[Start Stored records]

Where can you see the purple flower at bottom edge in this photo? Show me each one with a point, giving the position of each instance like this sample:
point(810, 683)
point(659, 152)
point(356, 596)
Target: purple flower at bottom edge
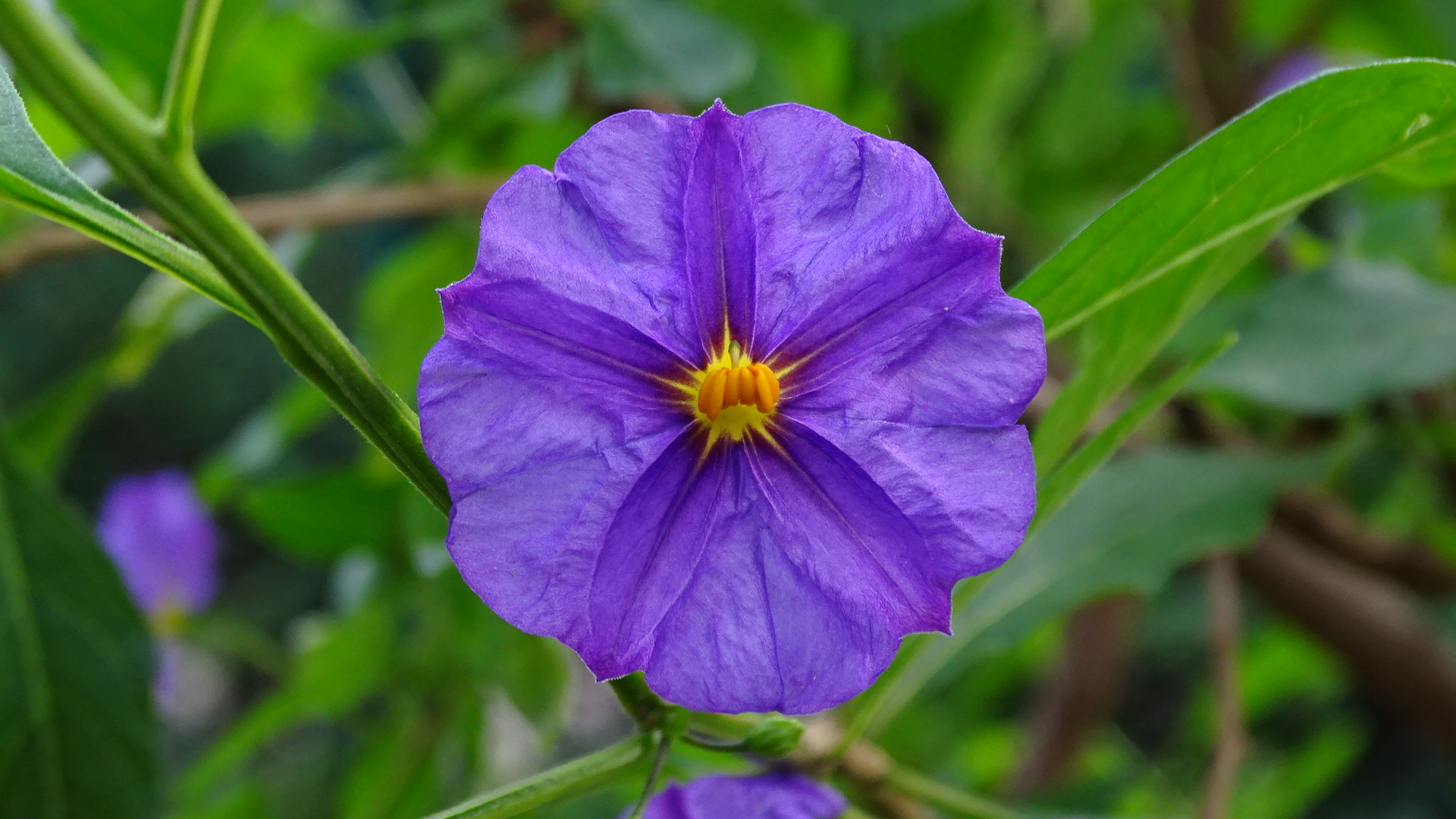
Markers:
point(766, 796)
point(162, 539)
point(733, 401)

[End Stored records]

Exercise instructions ▸ Convert the lines above into a Markdown table with the columns Number and Content, one row per line and blank lines skipped. Leave the pictures out.

Response to this exercise ▸
| Number | Content |
|---|---|
| 1 | Where can you see the purple flower at bottom edge in this photo? Show me each one with a point, giving the position of each instance like this sample: |
| 2 | point(810, 683) |
| 3 | point(659, 152) |
| 4 | point(356, 596) |
| 5 | Target: purple flower at bottom edge |
| 6 | Markers: |
| 7 | point(766, 796) |
| 8 | point(162, 539) |
| 9 | point(733, 401) |